INSTRUCTIONS FOR THE TASK –
Find every line in the records that contains the string "jersey", matching case exactly, and copy each of those lines.

ENTRIES PROVIDED –
>> Begin

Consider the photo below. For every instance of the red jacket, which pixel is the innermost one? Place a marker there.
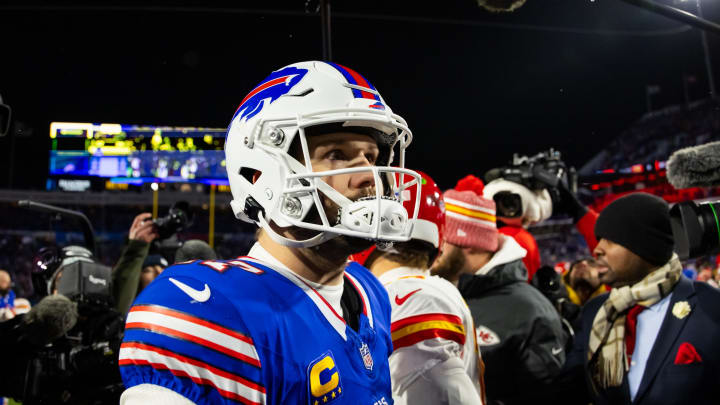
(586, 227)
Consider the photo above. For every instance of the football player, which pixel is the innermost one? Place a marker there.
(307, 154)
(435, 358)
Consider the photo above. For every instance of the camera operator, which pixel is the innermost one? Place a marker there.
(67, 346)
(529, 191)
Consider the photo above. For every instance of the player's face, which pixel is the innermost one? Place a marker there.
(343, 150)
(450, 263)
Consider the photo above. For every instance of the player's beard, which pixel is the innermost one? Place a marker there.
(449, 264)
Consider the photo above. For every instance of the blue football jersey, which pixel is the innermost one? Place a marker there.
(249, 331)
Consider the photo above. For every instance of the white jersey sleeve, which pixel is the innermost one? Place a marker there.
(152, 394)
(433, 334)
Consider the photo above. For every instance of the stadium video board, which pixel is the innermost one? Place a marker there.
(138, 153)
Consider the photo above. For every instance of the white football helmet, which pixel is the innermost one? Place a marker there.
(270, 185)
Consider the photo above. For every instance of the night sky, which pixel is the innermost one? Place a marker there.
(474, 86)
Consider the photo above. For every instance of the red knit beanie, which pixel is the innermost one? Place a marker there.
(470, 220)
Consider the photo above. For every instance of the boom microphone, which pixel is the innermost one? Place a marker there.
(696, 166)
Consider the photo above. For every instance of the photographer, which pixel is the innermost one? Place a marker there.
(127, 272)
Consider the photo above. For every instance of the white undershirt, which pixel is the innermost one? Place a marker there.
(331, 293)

>> End
>> Begin

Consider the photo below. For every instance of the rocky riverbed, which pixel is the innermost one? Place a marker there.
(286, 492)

>> End
>> Begin

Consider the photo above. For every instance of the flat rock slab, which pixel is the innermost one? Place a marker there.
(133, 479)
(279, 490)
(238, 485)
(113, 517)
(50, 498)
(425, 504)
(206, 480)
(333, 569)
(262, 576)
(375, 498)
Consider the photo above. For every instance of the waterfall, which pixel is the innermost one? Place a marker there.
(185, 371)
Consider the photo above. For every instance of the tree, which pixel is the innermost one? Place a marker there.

>> End

WRITTEN SOLUTION –
Consider the photo above. For every instance of the blue football jersey, which pixel is the innermost one? Place a marker there.
Consider the photo above. For every instance of the white jersey sleeve, which pixel is the innermost one? Place a marker there.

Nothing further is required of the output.